• _Page extract_

##########

Anyway this post is not about trans people. However I have identified this subject as one in which people just cannot sit on the fence. I mean that whatever opinion someone might have is bound to offend someone or the other. So even if you subscribe to the majority or acceptable viewpoint on absolutely everything else, that is simply not possible with this one topic. So then, the question is how do you decide what to go along with in really tricky situations like this? Do you go along with what most people around you at any specific time are saying, ready to change your stated viewpoint if you find yourself in a different crowd? Do you bother cultivating a personal opinion? Moving beyond this particular topic, do you let yourself be guided by strong principles of right and wrong in life? For me, it is useful to have a clear underlying foundation to my opinions, so at least I know what the Bible teaches. As I say there are some things that I struggle with. On this blog (and in real life) I have never hidden the fact that I struggle with the Biblical doctrine of a woman’s submission to her husband. However I am committed to obeying it all the same, because the Bible says so, and because I have put my hope in God and in His word. Actually, that is one of the reasons why I am so careful to make sure that I choose a truly excellent husband, because I deeply resent the idea of making the commitment to submit to someone unless I know he is truly worthy of it. Sometimes he will act less than worthy of it of course, because he is a human being, but even in those times, I will submit to him, because on balance he will be worthy. A humorous aside, I was watching the final episode of Sanditon Season 2 (still crying about the absence of Theo James as Sidney Parker!) – and there is a wedding scene. And because this wedding was set two centuries ago, in a country that was more overtly Christian and where cultural expectations tallied more with the Bible, as part of the marriage vows, the vicar asked the bride about her husband “Will you obey him…?” And watching it I immediately scoffed to myself and thought – “Uh – no!” But then I remembered that I am actually a Christian and the Bible does actually mandate obedience to my husband. So I quickly caught myself :”I mean yes!”

##########

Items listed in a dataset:
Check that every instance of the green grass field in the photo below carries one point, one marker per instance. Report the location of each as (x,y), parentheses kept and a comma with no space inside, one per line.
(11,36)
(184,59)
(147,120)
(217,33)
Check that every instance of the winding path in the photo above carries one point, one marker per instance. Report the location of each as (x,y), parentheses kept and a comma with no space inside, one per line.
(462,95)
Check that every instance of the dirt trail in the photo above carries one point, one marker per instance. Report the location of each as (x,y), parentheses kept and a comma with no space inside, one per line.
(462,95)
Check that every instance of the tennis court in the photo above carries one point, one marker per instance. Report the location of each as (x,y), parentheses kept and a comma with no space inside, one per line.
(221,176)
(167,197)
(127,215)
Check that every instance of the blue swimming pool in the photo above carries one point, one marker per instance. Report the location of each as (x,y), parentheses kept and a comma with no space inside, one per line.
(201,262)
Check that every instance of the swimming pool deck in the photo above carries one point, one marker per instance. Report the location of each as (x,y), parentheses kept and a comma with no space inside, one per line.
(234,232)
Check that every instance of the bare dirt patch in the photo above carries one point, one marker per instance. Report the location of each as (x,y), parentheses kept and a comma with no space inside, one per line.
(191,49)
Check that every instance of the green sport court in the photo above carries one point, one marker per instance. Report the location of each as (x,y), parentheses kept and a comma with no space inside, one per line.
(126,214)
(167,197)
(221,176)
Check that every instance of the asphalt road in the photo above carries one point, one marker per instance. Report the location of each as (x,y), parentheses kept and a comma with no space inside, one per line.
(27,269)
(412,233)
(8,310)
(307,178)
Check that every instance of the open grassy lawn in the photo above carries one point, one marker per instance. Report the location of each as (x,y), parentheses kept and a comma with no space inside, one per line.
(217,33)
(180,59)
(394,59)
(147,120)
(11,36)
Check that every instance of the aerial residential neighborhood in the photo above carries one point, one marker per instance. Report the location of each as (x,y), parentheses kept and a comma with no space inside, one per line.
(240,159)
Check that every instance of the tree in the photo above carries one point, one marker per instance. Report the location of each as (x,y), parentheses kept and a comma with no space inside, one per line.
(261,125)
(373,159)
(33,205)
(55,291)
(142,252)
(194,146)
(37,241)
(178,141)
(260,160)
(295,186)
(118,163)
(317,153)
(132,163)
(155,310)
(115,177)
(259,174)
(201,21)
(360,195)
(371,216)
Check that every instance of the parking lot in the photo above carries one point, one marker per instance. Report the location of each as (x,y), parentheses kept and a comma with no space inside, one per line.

##########

• _What to do_
a) Summarize the blog post in two sentences.
b) According to the blog post, which episode was the writer watching when the wedding scene came up?
c) Using the blog post, explain why the writer is so careful to choose a truly excellent husband.

• _Final answers_
a) The blog post identifies a topic on which any opinion is bound to offend someone, and it asks how people should decide what to go along with in such tricky situations, with the writer finding it useful to ground opinions in what the Bible teaches. The writer admits struggling with the Biblical doctrine of a woman's submission to her husband but is committed to obeying it, and recalls scoffing at the vow "Will you obey him…?" in a Sanditon wedding scene before remembering that the Bible mandates obedience.

b) The final episode of Sanditon Season 2.

c) The writer deeply resents the idea of committing to submit to someone without knowing he is truly worthy of it. Because the writer is committed to obeying the Biblical doctrine of submission, choosing a worthy husband matters.